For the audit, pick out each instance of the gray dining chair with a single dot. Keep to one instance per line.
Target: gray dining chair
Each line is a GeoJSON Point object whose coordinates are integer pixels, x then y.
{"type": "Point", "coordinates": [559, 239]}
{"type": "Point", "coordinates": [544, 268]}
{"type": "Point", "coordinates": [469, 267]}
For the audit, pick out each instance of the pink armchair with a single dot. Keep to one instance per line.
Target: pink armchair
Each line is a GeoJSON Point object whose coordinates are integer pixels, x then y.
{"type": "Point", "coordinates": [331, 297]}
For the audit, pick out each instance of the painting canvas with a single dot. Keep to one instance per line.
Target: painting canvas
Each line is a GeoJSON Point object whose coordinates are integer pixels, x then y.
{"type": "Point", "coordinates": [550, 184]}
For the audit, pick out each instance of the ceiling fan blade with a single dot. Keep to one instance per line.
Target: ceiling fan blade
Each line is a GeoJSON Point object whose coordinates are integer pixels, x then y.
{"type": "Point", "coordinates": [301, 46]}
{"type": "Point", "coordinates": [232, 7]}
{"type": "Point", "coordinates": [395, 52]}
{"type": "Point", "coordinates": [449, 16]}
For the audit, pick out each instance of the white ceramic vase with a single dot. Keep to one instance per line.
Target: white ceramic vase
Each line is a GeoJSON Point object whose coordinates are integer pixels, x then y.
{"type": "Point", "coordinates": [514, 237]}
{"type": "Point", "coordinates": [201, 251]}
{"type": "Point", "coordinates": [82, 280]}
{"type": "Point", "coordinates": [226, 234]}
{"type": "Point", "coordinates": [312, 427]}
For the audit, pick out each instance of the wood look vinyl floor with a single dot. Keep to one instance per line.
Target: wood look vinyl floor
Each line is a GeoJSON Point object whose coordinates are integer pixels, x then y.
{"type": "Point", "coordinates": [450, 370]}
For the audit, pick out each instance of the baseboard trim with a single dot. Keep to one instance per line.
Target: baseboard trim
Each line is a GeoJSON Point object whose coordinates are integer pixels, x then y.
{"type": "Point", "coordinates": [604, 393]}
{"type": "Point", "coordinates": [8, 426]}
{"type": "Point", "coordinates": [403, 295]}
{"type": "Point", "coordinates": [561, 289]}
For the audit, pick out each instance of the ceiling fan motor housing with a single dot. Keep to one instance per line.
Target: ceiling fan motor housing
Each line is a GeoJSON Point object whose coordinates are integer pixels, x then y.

EXERCISE —
Reproduce all of the material above, substituting "whole-number pixels" for every occurrence of "integer pixels" and leaving everything else unchanged.

ANSWER FOR THIS EXERCISE —
For the audit, pick out each instance of the gray dining chair with a single dot. Keep to one instance per line.
Target: gray dining chair
Each line is a GeoJSON Point object whose coordinates are whole-number pixels, x then y.
{"type": "Point", "coordinates": [559, 239]}
{"type": "Point", "coordinates": [544, 268]}
{"type": "Point", "coordinates": [469, 267]}
For the audit, pick out each instance of the pink armchair with a single dot. Keep to one instance per line.
Target: pink armchair
Each line is a GeoJSON Point object whose coordinates are whole-number pixels, x then y.
{"type": "Point", "coordinates": [331, 297]}
For the audit, pick out each instance of the painting canvas with a single dot. Keep to one instance per line.
Target: painting canvas
Each line is a GeoJSON Point object whose coordinates are whole-number pixels, x then y.
{"type": "Point", "coordinates": [550, 184]}
For the audit, pick out each instance of the ceiling fan blade with a single dot. Keep to one instance per line.
Target: ceiling fan blade
Each line is a GeoJSON Point object whose coordinates are whole-number pixels, x then y.
{"type": "Point", "coordinates": [301, 46]}
{"type": "Point", "coordinates": [232, 7]}
{"type": "Point", "coordinates": [395, 52]}
{"type": "Point", "coordinates": [449, 16]}
For the audit, pick out each instance of the white ceramic vase with a single dot. Keep to one instance per line.
Target: white ceramic vase
Each line is a GeoJSON Point object whose coordinates are whole-number pixels, x then y.
{"type": "Point", "coordinates": [514, 237]}
{"type": "Point", "coordinates": [201, 251]}
{"type": "Point", "coordinates": [82, 280]}
{"type": "Point", "coordinates": [226, 234]}
{"type": "Point", "coordinates": [312, 427]}
For the audit, pick out each instance of the wood look vinyl floor with a single dot. Keep to one instance per line.
Target: wood look vinyl floor
Each line is a GeoJSON Point object whose coordinates are whole-number pixels, x then y.
{"type": "Point", "coordinates": [450, 370]}
For the audit, pick out each instance of the baseboard trim with a single dot. Keep to one instance per line.
Target: baseboard trim
Each line is a GeoJSON Point object whose coordinates are whole-number pixels, x then y.
{"type": "Point", "coordinates": [604, 393]}
{"type": "Point", "coordinates": [8, 426]}
{"type": "Point", "coordinates": [403, 295]}
{"type": "Point", "coordinates": [561, 289]}
For the audit, pick out each instance of the ceiling fan motor housing with a single dot. Keep to one instance per line.
Target: ceiling fan motor housing
Each line is a GeoJSON Point object whose coordinates are whole-number pixels, x then y.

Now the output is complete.